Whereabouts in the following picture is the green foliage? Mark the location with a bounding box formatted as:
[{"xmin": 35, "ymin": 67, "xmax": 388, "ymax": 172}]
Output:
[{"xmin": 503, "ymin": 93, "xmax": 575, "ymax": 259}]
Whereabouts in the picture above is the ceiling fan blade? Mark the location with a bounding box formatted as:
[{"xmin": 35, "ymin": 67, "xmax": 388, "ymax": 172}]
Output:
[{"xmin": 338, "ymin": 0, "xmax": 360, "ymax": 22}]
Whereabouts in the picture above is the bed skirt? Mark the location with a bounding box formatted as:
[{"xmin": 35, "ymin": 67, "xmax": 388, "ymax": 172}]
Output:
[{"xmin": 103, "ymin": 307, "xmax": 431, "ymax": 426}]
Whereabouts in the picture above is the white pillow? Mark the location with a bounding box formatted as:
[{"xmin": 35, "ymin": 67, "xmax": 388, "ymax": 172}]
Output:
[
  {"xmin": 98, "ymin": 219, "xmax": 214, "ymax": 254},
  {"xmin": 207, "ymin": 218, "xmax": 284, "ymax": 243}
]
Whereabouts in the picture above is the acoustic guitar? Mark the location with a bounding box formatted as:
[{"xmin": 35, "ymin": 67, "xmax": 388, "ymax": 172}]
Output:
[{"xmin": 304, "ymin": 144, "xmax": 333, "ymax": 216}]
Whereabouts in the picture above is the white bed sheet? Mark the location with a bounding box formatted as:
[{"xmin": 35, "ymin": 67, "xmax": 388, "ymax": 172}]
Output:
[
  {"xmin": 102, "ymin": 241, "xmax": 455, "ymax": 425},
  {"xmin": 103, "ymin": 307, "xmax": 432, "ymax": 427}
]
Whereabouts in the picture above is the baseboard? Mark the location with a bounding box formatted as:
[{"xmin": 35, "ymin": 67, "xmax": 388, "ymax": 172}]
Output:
------------------------------------------------------------------------
**Exercise**
Rewrite every line of the listing above as a Markdown table with the columns "Row" and "Listing line", numbering the rows in order and omitting any blank lines.

**Solution to this task**
| Row | Listing line |
|---|---|
| 1 | Whereabouts in the following picture is the green foliage? Mark the location with a bounding box formatted as: |
| 2 | [{"xmin": 35, "ymin": 67, "xmax": 388, "ymax": 172}] |
| 3 | Output: |
| 4 | [{"xmin": 503, "ymin": 93, "xmax": 575, "ymax": 259}] |
| 5 | Whereabouts in the picture above is the ceiling fan blade? Mark the location with a bounding box formatted as: |
| 6 | [{"xmin": 35, "ymin": 67, "xmax": 388, "ymax": 172}] |
| 7 | Output: |
| 8 | [{"xmin": 338, "ymin": 0, "xmax": 360, "ymax": 22}] |
| 9 | Whereabouts in the picture above is the bed skirt? Mark the location with a bounding box formatted as: |
| 10 | [{"xmin": 35, "ymin": 67, "xmax": 388, "ymax": 172}] |
| 11 | Output: |
| 12 | [{"xmin": 103, "ymin": 307, "xmax": 431, "ymax": 426}] |
| 13 | Whereabouts in the picture above is the white pillow? Mark the location with a bounding box formatted as: |
| 14 | [{"xmin": 35, "ymin": 67, "xmax": 388, "ymax": 172}] |
| 15 | Output: |
| 16 | [ |
| 17 |   {"xmin": 98, "ymin": 219, "xmax": 214, "ymax": 254}, |
| 18 |   {"xmin": 207, "ymin": 218, "xmax": 284, "ymax": 243} |
| 19 | ] |
| 20 | Whereabouts in the picture above is the acoustic guitar? Mark the location with a bounding box formatted as: |
| 21 | [{"xmin": 35, "ymin": 67, "xmax": 388, "ymax": 172}] |
| 22 | Output: |
| 23 | [{"xmin": 304, "ymin": 144, "xmax": 333, "ymax": 216}] |
| 24 | Whereabouts in the picture above is the white bed sheet? Mark the location with a bounding box formatted as: |
| 25 | [{"xmin": 35, "ymin": 67, "xmax": 388, "ymax": 172}] |
| 26 | Output: |
| 27 | [ |
| 28 |   {"xmin": 102, "ymin": 241, "xmax": 455, "ymax": 425}, |
| 29 |   {"xmin": 103, "ymin": 307, "xmax": 432, "ymax": 427} |
| 30 | ] |
| 31 | Whereabouts in the picture above is the baseboard? Mark the location with a bounding box formatted as: |
| 32 | [{"xmin": 35, "ymin": 67, "xmax": 388, "ymax": 172}] |
| 33 | Output: |